Exercise details: Pull out each line of the records holding the string "handgun".

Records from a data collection
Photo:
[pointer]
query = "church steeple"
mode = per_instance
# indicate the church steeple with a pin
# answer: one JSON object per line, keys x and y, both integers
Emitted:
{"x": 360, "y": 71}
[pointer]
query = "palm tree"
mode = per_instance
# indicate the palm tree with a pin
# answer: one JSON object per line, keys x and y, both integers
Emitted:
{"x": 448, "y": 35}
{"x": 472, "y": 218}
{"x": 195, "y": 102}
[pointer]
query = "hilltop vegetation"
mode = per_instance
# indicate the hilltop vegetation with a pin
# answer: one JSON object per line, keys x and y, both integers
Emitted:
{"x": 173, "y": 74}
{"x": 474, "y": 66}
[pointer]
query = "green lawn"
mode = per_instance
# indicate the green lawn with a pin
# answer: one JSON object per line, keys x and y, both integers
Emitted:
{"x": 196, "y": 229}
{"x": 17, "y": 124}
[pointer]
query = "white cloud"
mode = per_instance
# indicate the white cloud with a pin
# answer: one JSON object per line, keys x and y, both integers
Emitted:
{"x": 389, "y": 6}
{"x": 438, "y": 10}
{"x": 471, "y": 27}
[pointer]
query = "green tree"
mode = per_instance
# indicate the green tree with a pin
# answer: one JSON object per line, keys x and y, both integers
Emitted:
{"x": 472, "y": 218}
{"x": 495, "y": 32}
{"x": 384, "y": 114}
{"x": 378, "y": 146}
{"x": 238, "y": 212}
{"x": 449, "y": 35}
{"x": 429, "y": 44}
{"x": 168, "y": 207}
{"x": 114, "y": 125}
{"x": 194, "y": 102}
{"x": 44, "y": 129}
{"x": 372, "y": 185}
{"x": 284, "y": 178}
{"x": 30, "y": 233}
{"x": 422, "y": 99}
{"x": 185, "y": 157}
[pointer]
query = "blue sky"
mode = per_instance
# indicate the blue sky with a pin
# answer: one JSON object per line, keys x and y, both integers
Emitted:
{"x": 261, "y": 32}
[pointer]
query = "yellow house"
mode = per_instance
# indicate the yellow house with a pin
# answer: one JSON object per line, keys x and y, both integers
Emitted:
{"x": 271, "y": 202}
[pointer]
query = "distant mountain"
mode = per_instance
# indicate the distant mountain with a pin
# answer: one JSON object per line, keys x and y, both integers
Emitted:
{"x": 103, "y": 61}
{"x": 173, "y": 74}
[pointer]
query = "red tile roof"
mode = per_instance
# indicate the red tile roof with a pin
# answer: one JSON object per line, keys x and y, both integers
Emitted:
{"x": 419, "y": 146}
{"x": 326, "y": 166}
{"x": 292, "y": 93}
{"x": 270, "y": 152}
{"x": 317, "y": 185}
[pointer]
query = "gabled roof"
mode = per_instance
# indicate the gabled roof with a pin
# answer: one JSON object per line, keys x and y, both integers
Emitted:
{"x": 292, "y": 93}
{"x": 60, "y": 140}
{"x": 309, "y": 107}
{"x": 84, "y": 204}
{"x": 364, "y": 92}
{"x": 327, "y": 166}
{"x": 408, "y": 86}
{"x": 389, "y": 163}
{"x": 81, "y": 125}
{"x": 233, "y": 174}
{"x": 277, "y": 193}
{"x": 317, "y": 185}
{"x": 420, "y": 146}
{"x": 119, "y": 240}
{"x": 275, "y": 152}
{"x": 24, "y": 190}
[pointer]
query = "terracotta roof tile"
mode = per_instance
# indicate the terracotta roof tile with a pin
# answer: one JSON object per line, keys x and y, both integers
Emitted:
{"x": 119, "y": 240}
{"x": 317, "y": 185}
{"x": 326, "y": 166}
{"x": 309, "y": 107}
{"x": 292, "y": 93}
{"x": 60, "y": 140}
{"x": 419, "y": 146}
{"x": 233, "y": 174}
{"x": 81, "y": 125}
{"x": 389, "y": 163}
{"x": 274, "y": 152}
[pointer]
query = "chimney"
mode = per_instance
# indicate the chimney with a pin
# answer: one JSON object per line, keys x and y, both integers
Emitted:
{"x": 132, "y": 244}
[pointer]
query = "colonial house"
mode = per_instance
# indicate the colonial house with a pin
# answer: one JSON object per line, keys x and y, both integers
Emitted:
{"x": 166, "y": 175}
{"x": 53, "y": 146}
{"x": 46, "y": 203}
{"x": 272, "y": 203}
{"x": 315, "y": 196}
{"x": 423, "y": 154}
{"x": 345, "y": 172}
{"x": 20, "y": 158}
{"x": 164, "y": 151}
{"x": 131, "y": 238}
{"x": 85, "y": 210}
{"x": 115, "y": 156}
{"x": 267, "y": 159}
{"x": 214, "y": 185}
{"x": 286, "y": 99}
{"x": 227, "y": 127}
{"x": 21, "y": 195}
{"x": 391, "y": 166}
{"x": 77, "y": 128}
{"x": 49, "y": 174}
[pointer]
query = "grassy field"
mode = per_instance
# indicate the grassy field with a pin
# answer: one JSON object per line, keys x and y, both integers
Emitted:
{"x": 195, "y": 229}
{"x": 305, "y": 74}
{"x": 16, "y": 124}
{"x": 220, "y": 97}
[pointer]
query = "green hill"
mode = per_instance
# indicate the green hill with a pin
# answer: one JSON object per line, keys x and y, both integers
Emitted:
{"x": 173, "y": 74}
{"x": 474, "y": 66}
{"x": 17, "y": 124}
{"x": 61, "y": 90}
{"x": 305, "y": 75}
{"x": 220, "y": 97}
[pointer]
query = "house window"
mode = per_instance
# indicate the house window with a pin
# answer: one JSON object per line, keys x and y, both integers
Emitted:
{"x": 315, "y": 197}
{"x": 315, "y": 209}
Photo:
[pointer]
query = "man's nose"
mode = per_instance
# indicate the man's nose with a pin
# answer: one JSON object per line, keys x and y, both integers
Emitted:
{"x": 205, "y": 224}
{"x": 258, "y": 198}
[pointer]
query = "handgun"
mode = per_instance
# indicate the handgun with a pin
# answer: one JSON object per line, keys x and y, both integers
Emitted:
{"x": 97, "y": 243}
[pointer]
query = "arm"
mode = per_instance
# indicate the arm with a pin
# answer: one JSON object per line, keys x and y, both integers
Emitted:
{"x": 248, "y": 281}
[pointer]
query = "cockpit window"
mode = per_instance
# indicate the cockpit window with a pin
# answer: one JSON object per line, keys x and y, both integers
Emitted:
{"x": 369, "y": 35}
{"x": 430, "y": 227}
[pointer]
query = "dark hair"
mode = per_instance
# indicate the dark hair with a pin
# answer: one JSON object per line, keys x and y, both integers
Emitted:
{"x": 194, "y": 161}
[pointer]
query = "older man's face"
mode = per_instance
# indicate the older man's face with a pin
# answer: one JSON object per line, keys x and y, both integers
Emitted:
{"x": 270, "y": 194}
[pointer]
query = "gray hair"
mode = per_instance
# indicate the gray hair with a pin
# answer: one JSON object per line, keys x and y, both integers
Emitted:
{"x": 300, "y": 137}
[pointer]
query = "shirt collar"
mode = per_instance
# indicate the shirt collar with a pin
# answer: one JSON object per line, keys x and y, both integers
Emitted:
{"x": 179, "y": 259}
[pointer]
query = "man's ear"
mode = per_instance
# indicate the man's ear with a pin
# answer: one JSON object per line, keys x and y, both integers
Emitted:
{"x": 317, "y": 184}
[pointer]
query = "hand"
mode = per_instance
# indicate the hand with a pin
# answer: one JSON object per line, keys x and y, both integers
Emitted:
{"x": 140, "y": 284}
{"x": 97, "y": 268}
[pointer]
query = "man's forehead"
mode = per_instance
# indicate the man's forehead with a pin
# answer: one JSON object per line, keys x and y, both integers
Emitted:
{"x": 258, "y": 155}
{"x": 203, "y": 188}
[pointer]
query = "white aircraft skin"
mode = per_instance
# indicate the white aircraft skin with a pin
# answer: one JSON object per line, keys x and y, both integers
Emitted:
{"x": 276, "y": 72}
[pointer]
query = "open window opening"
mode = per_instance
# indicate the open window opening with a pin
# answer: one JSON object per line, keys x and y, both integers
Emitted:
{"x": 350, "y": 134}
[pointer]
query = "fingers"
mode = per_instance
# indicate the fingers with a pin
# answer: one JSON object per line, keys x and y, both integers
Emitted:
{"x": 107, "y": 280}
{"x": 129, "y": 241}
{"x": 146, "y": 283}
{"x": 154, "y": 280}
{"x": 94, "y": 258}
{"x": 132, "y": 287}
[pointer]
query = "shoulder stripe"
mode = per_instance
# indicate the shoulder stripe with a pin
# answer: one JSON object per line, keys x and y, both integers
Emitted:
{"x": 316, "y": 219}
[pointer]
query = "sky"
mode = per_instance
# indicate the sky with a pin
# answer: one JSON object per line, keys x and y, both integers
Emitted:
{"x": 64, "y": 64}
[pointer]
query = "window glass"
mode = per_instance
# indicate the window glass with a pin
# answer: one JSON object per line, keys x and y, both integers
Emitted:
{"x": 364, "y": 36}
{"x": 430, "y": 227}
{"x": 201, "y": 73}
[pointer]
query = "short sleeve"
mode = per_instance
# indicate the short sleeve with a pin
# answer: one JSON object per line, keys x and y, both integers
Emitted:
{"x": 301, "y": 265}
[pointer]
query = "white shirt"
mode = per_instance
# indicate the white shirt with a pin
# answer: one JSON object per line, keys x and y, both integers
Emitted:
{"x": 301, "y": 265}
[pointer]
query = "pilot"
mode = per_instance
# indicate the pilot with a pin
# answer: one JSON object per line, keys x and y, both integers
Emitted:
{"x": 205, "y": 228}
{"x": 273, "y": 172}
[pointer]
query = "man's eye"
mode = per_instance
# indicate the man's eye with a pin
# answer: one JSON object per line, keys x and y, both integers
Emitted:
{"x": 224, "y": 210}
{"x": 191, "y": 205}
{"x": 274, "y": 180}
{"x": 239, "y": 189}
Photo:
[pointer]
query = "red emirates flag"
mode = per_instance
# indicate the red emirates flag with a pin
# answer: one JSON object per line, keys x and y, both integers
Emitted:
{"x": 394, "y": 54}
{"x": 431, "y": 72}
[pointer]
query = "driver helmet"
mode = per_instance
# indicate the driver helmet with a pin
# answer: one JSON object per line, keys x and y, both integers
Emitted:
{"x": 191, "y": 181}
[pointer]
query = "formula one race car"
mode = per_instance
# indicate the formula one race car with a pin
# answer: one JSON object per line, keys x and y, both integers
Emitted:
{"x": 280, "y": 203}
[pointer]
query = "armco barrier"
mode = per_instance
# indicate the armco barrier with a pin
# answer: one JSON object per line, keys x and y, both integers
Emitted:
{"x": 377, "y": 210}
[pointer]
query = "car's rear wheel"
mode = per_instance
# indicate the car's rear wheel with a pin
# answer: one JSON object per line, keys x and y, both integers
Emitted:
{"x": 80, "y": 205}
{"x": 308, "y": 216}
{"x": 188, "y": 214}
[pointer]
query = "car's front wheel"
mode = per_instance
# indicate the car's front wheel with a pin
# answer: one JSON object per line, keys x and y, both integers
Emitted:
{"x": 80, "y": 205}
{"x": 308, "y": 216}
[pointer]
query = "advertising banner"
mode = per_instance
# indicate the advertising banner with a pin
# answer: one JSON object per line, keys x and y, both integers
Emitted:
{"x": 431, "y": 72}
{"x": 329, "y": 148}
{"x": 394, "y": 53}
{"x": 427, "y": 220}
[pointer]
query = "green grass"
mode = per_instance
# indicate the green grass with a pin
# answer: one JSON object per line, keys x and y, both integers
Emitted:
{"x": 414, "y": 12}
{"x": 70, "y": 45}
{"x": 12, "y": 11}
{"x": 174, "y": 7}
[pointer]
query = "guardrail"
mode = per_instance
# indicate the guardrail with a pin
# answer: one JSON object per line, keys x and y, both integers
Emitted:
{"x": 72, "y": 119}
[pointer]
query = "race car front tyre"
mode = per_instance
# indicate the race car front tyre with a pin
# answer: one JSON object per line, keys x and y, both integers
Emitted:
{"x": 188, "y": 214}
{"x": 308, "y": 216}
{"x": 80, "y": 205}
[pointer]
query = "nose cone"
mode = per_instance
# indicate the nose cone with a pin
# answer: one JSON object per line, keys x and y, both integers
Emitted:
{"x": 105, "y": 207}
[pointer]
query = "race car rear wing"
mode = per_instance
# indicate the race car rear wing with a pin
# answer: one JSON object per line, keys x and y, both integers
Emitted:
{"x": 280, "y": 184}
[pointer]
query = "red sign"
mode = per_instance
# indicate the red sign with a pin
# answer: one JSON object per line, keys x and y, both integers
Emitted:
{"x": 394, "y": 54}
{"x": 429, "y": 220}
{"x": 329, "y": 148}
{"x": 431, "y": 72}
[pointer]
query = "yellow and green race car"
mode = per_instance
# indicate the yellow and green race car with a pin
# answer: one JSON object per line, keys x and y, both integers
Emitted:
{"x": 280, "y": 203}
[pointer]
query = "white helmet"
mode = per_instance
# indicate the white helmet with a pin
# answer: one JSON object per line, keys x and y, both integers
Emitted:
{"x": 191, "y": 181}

Result below:
query = "handgun"
# indicate the handgun with a pin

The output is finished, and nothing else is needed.